__What is asked__: Could you give every line of the records below as a JSON list of strings, one string per line, skipping blank lines and leaving the pictures out?

[Part of a data file]
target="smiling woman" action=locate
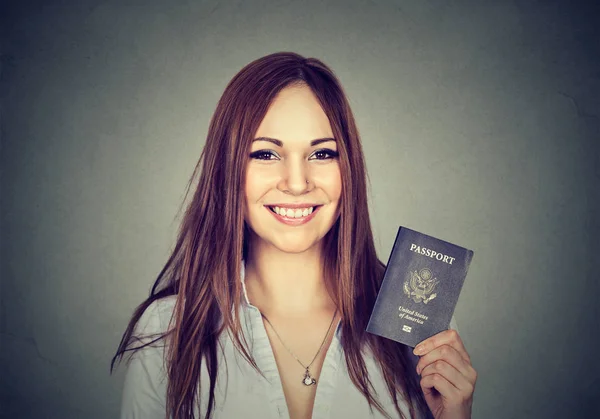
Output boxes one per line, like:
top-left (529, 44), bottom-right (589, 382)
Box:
top-left (111, 52), bottom-right (474, 419)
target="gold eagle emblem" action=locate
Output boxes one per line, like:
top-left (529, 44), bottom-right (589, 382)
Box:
top-left (404, 268), bottom-right (440, 304)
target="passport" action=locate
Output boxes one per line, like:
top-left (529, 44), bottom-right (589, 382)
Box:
top-left (367, 227), bottom-right (473, 348)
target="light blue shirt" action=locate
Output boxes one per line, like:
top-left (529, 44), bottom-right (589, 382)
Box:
top-left (121, 264), bottom-right (456, 419)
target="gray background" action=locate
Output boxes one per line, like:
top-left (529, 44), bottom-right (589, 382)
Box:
top-left (0, 0), bottom-right (600, 419)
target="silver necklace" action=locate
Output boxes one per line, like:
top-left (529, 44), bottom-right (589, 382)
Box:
top-left (260, 308), bottom-right (337, 386)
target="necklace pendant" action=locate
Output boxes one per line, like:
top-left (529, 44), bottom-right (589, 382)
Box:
top-left (302, 368), bottom-right (317, 386)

__Task result__:
[
  "target=\"smiling woman\" action=locate",
  "Output boxes one per line, like:",
  "top-left (529, 44), bottom-right (589, 382)",
  "Box:",
  "top-left (111, 52), bottom-right (474, 419)",
  "target=\"gold eagle emblem\" action=locate",
  "Output boxes one per line, like:",
  "top-left (529, 44), bottom-right (589, 382)",
  "Box:",
  "top-left (404, 268), bottom-right (440, 304)",
  "target=\"passport\" action=locate",
  "Output boxes one per line, like:",
  "top-left (529, 44), bottom-right (589, 382)",
  "Box:",
  "top-left (367, 227), bottom-right (473, 348)",
  "target=\"light blue shirt\" action=locate",
  "Output boxes one per line, like:",
  "top-left (529, 44), bottom-right (589, 382)",
  "Box:",
  "top-left (121, 264), bottom-right (456, 419)",
  "target=\"gray background\" action=locate",
  "Output boxes one per line, like:",
  "top-left (529, 44), bottom-right (589, 382)",
  "Box:",
  "top-left (0, 0), bottom-right (600, 419)",
  "target=\"silver necklace\" action=locate",
  "Output boxes one per line, like:",
  "top-left (529, 44), bottom-right (589, 382)",
  "Box:",
  "top-left (260, 308), bottom-right (337, 386)",
  "target=\"necklace pendant\" action=locate",
  "Output boxes one per line, like:",
  "top-left (529, 44), bottom-right (589, 382)",
  "Box:",
  "top-left (302, 368), bottom-right (317, 386)"
]